• _Set problem_: Please print, unchanged, the part of the items below that opens with the line containing "q=overcast sky" and closes with the line containing "[224,59,232,79]", with both of those lines included.

• _Extracted entries_:
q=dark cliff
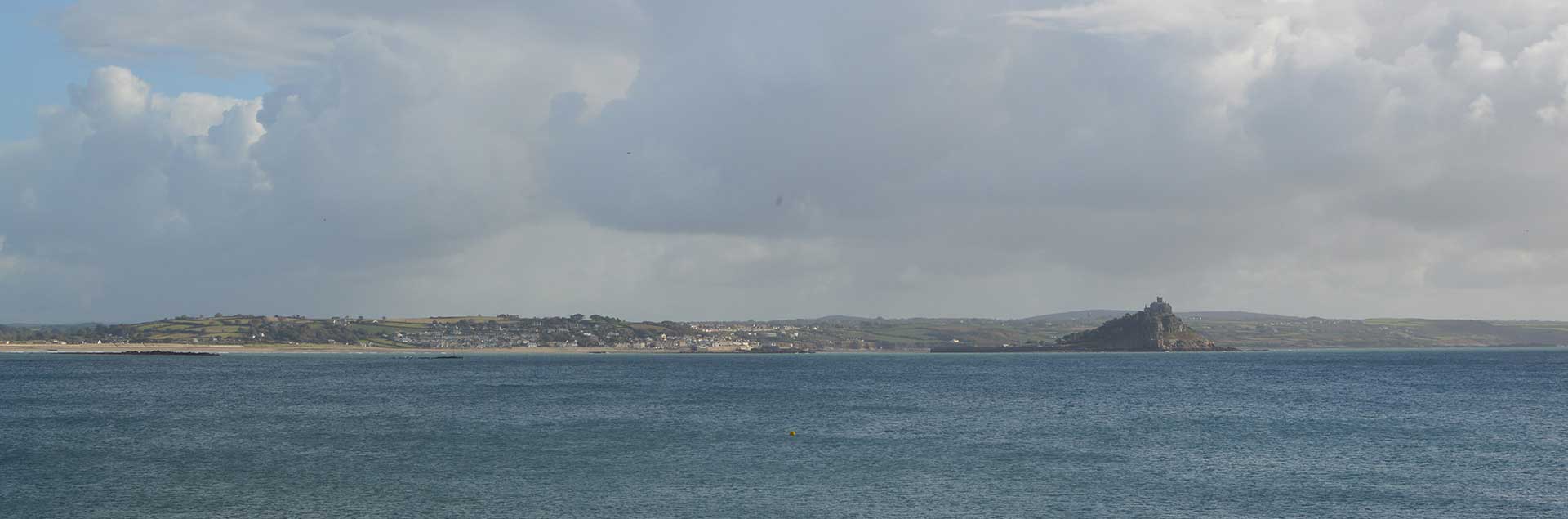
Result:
---
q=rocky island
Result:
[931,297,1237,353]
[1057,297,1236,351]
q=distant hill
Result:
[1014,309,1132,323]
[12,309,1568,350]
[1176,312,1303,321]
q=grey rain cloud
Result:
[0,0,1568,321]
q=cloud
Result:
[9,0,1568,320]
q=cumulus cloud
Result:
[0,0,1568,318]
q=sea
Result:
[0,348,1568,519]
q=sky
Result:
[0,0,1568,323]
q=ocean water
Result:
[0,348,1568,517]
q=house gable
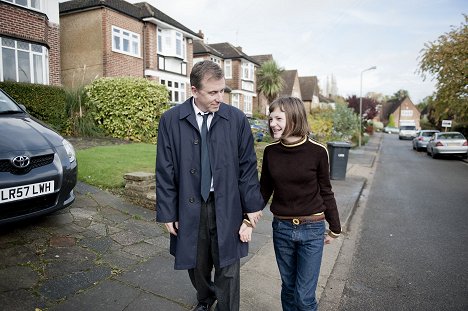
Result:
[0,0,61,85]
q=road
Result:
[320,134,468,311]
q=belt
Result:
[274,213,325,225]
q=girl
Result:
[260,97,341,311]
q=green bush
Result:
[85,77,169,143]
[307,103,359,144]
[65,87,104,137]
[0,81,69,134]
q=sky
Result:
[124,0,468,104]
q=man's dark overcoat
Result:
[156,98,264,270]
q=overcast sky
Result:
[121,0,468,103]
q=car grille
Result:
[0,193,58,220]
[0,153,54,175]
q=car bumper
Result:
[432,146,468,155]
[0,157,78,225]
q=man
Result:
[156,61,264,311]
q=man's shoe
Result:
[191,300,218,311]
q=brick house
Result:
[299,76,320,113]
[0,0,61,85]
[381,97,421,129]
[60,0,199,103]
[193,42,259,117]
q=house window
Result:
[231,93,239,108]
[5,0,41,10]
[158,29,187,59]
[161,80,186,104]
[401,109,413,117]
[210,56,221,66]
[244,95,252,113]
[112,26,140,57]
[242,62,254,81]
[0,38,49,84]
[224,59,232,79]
--
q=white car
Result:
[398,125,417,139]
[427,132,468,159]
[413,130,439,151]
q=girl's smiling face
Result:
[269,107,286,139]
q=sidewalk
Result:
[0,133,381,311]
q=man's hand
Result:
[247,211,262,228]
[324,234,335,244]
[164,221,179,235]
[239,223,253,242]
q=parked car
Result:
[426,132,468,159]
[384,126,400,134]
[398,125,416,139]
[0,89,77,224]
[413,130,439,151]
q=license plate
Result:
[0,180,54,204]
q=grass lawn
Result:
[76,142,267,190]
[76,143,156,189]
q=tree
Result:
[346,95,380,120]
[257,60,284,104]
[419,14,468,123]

• _Output for this task_:
q=overcast sky
Result:
[121,0,468,103]
q=car grille
Result:
[0,193,58,220]
[0,153,54,175]
q=car bumper
Result:
[432,146,468,155]
[0,157,78,225]
q=man
Result:
[156,61,264,311]
q=man's shoe
Result:
[191,300,218,311]
q=brick house
Result:
[299,76,320,113]
[0,0,61,85]
[381,97,421,129]
[60,0,199,103]
[193,42,259,117]
q=house window
Result:
[231,93,239,108]
[5,0,41,10]
[158,29,187,59]
[161,80,186,104]
[401,109,413,117]
[210,56,221,66]
[244,95,252,113]
[112,26,140,57]
[242,62,254,81]
[0,38,49,84]
[224,59,232,79]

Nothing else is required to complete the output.